WHAT YOU NEED TO DO:
1/ Retype the part of the interview on voice acting that starts with "Yuri Lowenthal: It’s" and goes on through "to maximize that.".
2/ Extend the interview on voice acting beyond its final sentence.

Taimur Dar: I was listening to a podcast where voice actor and director Sam Riegel was discussing how Sue Blu taught him how to find the “turns” in lines meaning that no character in animation begins a line in one position and ends it in another. I’m quite curious if that’s a real thing or something you’ve been taught?

Yuri Lowenthal: It’s definitely a thing. I love that you brought it up, because it’s a note that I get sometimes. And every time I get it, I’m like, “Of course. You want to find that turn.“ A character that ends in the same place that they started is not interesting to watch. So why not apply that to the lines as well? I wouldn’t obsess over every line. That can slow you down. Especially in animation where you have less dialogue and fewer lines, on a show like Samurai Jack maybe two lines, to establish the story and the character through the dialogue, you want to maximize that.

Tara Platt: Especially because you’re using your voice to express that. You don’t get all of the physical gestures. Obviously, animation should help with that. But that’s somebody else’s job. That’s not your job, so you need the turns.

But I do think that that goes back to acting 101 in a way. You need to know what’s going on so you can figure out how you’re getting what you want ultimately in the scene. And that’s where turns happen. That’s where shifts and switches [happen]. And you’re just constantly trying new things to access what you’re trying to do in that moment. Because the first thing doesn’t necessarily work. You have to try something different and that’s where you’re getting the turns and interesting choices. People always talk about interesting choices. It’s not just that you go around doing interesting choices. You have something that you’re doing. And then you switch it. And that becomes an interesting choice.

[Data listing]

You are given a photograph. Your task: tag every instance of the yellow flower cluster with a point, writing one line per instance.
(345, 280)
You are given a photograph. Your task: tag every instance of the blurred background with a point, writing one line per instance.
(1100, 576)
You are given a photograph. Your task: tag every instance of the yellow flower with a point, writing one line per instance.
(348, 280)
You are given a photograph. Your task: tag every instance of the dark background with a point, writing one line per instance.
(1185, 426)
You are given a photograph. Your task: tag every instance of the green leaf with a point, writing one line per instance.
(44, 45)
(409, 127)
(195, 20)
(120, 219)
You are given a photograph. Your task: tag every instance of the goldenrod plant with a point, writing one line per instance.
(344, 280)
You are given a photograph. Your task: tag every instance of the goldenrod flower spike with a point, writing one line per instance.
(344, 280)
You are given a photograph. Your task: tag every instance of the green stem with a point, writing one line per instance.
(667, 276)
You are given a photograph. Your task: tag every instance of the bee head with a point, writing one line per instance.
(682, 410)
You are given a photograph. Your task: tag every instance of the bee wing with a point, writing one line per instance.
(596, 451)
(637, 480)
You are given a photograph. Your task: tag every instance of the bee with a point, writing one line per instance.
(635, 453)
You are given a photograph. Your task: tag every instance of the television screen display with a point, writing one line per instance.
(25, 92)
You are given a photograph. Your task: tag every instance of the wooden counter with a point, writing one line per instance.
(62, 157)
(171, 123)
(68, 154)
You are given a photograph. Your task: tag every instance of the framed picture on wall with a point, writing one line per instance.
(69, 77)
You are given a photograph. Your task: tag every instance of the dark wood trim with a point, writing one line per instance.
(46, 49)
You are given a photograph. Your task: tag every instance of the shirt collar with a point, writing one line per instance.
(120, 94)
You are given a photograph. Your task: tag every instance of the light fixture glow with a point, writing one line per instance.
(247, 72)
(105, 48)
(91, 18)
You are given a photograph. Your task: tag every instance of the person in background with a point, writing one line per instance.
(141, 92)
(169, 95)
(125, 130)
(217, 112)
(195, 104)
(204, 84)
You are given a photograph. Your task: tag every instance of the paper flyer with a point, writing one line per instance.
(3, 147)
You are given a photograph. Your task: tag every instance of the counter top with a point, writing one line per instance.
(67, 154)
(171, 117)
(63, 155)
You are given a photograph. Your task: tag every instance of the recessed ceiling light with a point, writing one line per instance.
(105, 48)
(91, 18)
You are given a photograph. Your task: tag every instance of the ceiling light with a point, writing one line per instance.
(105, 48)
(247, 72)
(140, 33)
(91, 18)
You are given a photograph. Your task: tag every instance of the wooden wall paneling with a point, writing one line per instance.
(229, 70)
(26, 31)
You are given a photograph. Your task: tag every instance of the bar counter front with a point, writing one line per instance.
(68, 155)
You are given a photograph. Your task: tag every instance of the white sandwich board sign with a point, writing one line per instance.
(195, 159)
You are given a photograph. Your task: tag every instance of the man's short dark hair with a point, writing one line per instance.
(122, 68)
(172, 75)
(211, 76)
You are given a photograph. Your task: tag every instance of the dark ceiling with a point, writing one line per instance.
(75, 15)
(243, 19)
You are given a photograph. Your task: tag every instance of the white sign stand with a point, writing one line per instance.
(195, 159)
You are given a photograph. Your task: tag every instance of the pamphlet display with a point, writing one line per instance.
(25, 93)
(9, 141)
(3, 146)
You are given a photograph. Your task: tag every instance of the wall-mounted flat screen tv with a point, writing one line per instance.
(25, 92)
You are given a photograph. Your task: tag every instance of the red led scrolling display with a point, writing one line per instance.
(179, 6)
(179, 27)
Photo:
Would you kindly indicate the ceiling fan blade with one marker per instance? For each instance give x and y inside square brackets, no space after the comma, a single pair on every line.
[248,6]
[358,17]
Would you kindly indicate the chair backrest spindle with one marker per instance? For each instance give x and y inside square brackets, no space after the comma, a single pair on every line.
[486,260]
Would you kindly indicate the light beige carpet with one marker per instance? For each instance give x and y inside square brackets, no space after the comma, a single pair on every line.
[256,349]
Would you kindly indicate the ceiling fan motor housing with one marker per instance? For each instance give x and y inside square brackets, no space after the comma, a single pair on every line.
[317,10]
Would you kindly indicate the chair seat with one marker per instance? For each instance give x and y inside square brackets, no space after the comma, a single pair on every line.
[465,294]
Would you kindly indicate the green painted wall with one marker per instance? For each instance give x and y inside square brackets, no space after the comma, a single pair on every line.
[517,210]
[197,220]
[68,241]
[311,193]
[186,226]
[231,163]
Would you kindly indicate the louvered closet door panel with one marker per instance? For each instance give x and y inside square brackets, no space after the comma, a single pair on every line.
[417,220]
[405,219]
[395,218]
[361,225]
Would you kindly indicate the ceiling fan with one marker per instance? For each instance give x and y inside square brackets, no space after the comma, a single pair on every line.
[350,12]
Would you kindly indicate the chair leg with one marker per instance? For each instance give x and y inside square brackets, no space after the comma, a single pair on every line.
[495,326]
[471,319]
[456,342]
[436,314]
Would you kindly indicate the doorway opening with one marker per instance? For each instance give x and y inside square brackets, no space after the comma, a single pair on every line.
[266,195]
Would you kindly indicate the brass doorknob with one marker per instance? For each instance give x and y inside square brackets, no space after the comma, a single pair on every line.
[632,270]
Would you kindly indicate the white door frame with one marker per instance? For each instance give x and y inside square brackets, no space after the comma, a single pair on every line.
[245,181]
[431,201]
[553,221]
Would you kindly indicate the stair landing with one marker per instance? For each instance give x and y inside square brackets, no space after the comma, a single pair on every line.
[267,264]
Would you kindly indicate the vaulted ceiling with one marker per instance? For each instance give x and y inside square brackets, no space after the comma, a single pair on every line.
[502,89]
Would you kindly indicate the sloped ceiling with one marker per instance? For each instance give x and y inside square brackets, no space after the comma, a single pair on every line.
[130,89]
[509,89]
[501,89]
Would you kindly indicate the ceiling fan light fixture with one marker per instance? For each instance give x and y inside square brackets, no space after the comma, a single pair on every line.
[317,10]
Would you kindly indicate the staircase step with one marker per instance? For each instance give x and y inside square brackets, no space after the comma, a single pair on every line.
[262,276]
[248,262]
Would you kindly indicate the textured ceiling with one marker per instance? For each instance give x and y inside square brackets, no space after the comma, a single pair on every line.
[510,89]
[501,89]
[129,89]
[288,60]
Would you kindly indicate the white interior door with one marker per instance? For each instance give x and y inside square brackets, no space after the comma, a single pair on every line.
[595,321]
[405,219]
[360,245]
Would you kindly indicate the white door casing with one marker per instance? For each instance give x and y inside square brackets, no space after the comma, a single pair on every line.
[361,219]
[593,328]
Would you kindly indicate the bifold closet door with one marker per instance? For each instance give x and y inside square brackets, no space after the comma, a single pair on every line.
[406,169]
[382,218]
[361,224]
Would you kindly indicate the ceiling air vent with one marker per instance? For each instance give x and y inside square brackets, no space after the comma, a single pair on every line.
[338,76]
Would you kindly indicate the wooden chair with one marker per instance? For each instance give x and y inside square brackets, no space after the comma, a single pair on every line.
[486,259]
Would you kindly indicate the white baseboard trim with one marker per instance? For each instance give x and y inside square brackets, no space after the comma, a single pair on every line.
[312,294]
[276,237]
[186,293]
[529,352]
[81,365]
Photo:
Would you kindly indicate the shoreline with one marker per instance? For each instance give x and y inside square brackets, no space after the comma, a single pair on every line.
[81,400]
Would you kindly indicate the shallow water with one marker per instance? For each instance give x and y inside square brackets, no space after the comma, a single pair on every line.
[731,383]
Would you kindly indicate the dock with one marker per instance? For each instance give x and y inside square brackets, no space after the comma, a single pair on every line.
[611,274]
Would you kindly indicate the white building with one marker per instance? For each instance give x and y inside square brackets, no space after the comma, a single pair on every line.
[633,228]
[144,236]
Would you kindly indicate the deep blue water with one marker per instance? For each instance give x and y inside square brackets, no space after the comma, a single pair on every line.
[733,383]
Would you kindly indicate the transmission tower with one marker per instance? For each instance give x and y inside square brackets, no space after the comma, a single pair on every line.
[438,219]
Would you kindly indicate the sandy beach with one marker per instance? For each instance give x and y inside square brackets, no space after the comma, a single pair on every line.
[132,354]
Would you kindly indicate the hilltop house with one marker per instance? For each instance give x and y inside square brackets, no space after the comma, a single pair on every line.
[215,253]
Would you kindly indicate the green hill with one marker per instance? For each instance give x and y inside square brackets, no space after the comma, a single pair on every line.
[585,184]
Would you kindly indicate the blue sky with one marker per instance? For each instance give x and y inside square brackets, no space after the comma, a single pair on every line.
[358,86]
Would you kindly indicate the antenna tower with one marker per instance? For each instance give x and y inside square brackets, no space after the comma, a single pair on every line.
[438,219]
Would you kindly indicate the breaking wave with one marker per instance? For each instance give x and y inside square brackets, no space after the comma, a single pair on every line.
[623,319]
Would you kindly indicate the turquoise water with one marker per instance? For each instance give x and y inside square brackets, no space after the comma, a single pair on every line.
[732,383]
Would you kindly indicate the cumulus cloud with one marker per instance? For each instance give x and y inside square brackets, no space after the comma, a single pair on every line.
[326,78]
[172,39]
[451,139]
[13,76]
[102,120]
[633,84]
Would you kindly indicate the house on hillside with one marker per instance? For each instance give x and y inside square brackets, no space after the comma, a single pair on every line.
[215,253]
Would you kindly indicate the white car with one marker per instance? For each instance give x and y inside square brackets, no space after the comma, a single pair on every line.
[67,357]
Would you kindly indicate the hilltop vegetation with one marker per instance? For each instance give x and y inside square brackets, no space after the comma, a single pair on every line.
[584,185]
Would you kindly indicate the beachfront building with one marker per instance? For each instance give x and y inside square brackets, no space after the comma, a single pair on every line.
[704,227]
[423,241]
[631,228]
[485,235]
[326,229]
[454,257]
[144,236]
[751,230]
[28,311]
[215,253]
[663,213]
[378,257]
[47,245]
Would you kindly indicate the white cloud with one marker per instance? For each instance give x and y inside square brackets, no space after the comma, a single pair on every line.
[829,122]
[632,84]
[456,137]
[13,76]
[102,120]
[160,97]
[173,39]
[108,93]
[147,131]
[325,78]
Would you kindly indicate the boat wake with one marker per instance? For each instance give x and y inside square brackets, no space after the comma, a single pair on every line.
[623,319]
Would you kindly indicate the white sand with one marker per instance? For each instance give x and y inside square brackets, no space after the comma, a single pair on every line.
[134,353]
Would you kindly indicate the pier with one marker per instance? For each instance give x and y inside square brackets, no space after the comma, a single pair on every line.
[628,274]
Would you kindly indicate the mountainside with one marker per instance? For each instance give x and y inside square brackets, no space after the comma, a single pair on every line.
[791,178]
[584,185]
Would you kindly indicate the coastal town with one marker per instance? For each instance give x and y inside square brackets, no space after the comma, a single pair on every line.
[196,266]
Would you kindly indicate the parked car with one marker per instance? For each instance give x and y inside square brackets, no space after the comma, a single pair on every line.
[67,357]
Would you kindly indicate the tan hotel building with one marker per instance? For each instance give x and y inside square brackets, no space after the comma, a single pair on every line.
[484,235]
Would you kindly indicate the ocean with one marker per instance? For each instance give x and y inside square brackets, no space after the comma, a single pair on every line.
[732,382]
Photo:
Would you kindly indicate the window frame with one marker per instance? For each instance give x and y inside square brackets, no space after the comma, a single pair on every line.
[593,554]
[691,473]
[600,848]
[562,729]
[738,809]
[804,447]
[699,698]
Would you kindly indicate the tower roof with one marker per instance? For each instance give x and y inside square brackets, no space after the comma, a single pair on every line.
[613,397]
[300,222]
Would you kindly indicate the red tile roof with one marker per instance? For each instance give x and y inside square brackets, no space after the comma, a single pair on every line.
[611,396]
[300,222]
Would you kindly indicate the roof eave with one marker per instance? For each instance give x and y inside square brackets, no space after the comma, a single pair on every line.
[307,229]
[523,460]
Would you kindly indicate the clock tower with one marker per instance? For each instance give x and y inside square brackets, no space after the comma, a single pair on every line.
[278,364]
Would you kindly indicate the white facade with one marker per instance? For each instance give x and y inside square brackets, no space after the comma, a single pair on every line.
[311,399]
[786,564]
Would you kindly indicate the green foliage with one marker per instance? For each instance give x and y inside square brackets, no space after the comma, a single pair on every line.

EXERCISE RESULTS:
1/
Yuri Lowenthal: It’s definitely a thing. I love that you brought it up, because it’s a note that I get sometimes. And every time I get it, I’m like, “Of course. You want to find that turn.“ A character that ends in the same place that they started is not interesting to watch. So why not apply that to the lines as well? I wouldn’t obsess over every line. That can slow you down. Especially in animation where you have less dialogue and fewer lines, on a show like Samurai Jack maybe two lines, to establish the story and the character through the dialogue, you want to maximize that.

2/
Yuri Lowenthal: We talk about imagination a lot as a tool in acting. That seems like a given. But with the rise of method acting, I think imagination has been kind of left in the dust as to how powerful it is. That’s something we have as kids that we get beaten out of us as we get older. The more we can hold on to that, the more it becomes valuable.

Tara Platt: I want a t-shirt that says, “This is fueled by the power of imagination.”

Yuri Lowenthal: I would buy that shirt.

Taimur Dar: It’s funny you talk about interesting choices. I was listening to a podcast of a filmmaker talking about casting a small bit part where a character gets cut in line and says, “Can you believe this guy?” But on the day of shooting the scene, the actor kept giving the most over-the-top delivery instead of something natural like the director wanted. Does your course discusses handling these types of incidental or minor roles?

Yuri Lowenthal: We do talk about how you can’t always be the lead in a show. It’s filled out with interesting characters that makes the world interesting. For me, when I get called in to do smaller bit parts or bit parts in addition to a larger part, it’s always super exciting because there’s always a little more leeway for you to take chances with the smaller characters and to showcase something that people don’t necessarily know you for. I might try out this accent that nobody’s asked me to do before and see how that goes.

I made a name for myself over at Blizzard with a director specifically from my side characters on Diablo. We had so much fun with the side characters that now in fact she’s directing me on a Blizzard thing and I’m a much larger role. But our relationship started there because I think you can play so much with the side characters. You can have so much fun.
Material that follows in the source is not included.